_Assignment_:
In the passage below about the new cancer imaging system, repeat word for word the stretch that opens with "The researchers observed" and stops after "in individual cells.".

_Passage shown_:
════════════════════

A new imaging system that may help understand origins of cancer has been developed by biological engineers at the Massachusetts Institute of Technology (MIT).
The researchers say that their imaging system basically allows them to see cells that have undergone a specific mutation, and thus may be useful in understanding how pre-cancerous mutations arise.
This is the first time that a team of researchers has been successful in pinpointing the number and location of mutant cells in intact tissues, say the researchers who worked with mouse pancreatic cells.
"Understanding where mutations come from is fundamental to understanding the origins of cancer," says Bevin Engelward, associate professor of biological engineering and member of MIT's Center for Environmental Health Sciences.
Engelward joined forces with Peter So, a professor of biological and mechanical engineering, to develop technologies that made it possible to detect clusters of cells that seemed to be descended from the same progenitor cell.
The researchers observed that over 90 per cent of the cells harbouring mutations were within clusters.
They say that that observation suggested that the majority of mutations were inherited from another cell, rather than arising spontaneously in individual cells.

════════════════════

(Collected data)
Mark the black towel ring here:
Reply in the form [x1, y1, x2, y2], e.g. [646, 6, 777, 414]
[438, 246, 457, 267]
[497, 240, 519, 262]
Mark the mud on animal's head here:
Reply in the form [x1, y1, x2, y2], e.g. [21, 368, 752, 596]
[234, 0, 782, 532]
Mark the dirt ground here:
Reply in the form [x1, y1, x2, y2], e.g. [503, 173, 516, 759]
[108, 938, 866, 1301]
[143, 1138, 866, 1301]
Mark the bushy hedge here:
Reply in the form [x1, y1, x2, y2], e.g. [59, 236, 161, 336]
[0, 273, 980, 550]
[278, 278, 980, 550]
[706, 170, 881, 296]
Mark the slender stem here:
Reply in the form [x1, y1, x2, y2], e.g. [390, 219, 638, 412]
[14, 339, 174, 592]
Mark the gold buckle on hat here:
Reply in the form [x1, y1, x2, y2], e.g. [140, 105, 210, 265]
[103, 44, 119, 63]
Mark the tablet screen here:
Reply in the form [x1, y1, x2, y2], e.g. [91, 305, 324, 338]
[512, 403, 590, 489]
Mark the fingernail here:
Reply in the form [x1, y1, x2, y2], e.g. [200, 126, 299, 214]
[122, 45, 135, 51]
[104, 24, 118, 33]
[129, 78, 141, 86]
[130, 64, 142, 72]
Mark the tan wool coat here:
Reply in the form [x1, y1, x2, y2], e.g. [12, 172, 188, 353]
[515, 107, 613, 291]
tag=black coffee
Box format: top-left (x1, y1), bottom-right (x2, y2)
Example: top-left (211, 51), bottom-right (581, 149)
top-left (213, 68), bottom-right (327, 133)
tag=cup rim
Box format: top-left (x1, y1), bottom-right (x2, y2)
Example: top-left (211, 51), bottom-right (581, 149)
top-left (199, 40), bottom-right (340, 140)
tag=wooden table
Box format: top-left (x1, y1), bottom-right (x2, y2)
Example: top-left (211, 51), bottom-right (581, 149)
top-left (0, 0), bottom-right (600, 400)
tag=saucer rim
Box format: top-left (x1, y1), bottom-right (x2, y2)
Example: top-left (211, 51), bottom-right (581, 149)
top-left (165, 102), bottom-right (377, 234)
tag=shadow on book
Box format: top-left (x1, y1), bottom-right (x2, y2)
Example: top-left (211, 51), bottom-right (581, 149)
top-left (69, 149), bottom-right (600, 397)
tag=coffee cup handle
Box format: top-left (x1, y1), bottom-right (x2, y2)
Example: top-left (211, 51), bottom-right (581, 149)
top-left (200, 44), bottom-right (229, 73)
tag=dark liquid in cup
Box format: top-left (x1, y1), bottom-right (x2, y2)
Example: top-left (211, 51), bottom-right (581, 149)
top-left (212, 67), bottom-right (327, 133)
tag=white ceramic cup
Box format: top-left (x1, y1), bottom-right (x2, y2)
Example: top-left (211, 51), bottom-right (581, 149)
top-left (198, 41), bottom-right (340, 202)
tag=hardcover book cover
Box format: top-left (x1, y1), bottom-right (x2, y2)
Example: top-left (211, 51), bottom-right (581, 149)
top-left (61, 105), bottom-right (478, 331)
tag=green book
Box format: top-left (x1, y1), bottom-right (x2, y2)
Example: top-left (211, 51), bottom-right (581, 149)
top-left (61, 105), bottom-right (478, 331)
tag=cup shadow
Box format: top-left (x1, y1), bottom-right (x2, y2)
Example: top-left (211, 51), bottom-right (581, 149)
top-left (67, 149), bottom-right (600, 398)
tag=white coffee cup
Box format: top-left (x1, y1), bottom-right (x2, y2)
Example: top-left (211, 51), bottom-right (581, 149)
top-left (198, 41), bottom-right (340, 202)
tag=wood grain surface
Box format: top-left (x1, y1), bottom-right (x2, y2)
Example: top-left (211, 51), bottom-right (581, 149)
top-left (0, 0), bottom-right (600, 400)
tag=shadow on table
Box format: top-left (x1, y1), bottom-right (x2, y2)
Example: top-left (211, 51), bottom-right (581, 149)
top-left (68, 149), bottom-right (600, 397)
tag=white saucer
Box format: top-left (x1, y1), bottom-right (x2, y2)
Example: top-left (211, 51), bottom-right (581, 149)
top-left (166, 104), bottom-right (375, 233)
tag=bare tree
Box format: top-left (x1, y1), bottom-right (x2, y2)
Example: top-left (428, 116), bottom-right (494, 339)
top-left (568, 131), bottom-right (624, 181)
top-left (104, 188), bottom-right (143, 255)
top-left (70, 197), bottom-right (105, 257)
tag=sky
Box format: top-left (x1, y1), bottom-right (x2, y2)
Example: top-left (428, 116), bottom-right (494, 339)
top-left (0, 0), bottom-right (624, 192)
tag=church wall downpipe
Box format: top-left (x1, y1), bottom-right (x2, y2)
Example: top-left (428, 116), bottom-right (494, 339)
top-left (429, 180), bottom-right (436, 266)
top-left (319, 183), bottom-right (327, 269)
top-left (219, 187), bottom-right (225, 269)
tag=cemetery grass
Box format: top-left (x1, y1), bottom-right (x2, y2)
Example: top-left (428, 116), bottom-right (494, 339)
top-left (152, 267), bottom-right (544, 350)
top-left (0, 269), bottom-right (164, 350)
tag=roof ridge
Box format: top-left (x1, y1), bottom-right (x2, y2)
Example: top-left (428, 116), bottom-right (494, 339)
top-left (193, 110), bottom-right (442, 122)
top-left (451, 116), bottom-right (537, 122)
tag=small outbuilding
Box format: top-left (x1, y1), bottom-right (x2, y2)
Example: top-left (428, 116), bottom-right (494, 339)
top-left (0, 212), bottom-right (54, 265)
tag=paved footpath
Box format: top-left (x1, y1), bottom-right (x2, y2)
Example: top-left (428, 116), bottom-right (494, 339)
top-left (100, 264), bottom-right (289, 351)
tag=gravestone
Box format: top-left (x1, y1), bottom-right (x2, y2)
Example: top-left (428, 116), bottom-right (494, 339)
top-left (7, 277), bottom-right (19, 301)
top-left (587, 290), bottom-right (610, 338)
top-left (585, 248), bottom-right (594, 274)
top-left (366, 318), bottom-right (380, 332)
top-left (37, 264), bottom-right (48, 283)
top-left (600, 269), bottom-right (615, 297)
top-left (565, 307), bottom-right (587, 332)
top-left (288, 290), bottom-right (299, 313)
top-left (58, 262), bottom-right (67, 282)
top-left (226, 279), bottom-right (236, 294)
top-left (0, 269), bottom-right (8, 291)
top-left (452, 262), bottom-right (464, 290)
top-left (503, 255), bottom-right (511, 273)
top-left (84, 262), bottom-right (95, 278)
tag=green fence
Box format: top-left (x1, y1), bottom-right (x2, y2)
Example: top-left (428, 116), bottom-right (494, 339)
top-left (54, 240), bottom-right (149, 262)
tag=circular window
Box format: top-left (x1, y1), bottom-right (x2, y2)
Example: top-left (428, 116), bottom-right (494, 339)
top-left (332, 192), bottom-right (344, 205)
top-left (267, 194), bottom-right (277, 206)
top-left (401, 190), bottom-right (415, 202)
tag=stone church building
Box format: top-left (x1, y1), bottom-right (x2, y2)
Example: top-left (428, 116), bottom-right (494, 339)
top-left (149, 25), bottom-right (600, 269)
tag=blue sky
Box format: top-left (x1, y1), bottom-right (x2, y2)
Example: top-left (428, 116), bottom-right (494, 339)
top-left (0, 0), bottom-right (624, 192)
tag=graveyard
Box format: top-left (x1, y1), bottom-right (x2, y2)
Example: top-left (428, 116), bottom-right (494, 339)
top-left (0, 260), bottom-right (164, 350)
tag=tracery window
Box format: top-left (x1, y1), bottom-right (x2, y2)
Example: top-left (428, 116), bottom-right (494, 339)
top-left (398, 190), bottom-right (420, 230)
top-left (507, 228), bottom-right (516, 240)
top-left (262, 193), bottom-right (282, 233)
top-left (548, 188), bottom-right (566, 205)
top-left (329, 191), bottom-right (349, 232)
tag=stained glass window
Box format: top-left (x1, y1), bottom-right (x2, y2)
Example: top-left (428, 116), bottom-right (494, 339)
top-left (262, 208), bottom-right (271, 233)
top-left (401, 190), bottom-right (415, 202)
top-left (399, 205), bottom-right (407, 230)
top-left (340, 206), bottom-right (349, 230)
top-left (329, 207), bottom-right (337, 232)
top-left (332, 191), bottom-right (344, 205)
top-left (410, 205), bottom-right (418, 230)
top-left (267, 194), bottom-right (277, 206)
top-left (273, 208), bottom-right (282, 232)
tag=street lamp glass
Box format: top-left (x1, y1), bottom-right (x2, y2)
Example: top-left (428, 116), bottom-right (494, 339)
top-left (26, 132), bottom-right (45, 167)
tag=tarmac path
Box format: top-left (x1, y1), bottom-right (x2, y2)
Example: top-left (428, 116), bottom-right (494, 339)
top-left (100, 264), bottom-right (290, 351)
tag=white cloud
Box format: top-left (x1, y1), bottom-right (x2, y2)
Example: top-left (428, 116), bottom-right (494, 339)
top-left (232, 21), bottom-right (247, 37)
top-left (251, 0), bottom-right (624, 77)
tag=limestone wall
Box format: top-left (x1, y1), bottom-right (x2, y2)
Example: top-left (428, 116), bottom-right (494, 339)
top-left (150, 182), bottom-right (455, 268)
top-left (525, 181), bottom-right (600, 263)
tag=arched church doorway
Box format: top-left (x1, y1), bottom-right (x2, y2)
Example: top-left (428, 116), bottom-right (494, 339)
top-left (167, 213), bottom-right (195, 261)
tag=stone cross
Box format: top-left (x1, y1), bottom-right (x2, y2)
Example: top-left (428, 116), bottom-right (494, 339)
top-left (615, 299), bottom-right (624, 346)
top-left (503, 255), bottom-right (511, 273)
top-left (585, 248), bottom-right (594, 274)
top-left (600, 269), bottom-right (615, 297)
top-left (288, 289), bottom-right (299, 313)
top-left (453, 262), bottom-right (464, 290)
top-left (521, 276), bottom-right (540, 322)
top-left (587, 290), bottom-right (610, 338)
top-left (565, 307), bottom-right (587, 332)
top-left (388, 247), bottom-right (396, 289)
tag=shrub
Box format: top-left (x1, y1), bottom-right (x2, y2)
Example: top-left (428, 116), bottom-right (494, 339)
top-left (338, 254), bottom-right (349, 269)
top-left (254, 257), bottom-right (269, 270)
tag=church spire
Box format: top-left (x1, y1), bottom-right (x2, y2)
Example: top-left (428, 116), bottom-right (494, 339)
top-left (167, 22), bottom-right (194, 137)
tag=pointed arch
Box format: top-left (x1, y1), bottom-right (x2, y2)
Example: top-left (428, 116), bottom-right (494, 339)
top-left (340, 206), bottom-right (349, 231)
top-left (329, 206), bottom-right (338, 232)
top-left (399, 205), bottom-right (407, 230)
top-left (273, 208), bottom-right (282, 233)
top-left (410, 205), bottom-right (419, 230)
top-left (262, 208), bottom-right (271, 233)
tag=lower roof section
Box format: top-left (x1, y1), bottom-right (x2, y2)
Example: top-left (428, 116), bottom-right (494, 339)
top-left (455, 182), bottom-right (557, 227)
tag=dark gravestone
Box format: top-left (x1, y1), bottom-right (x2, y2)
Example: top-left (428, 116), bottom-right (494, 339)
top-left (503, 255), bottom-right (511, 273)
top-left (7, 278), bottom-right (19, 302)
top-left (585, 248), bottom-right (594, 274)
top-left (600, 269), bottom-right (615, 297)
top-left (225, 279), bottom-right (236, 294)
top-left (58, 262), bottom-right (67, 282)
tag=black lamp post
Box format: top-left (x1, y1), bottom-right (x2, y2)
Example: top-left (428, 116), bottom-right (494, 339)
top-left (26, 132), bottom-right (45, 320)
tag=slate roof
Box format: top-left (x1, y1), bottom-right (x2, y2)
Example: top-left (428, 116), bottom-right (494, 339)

════════════════════

_Exercise solution_:
The researchers observed that over 90 per cent of the cells harbouring mutations were within clusters.
They say that that observation suggested that the majority of mutations were inherited from another cell, rather than arising spontaneously in individual cells.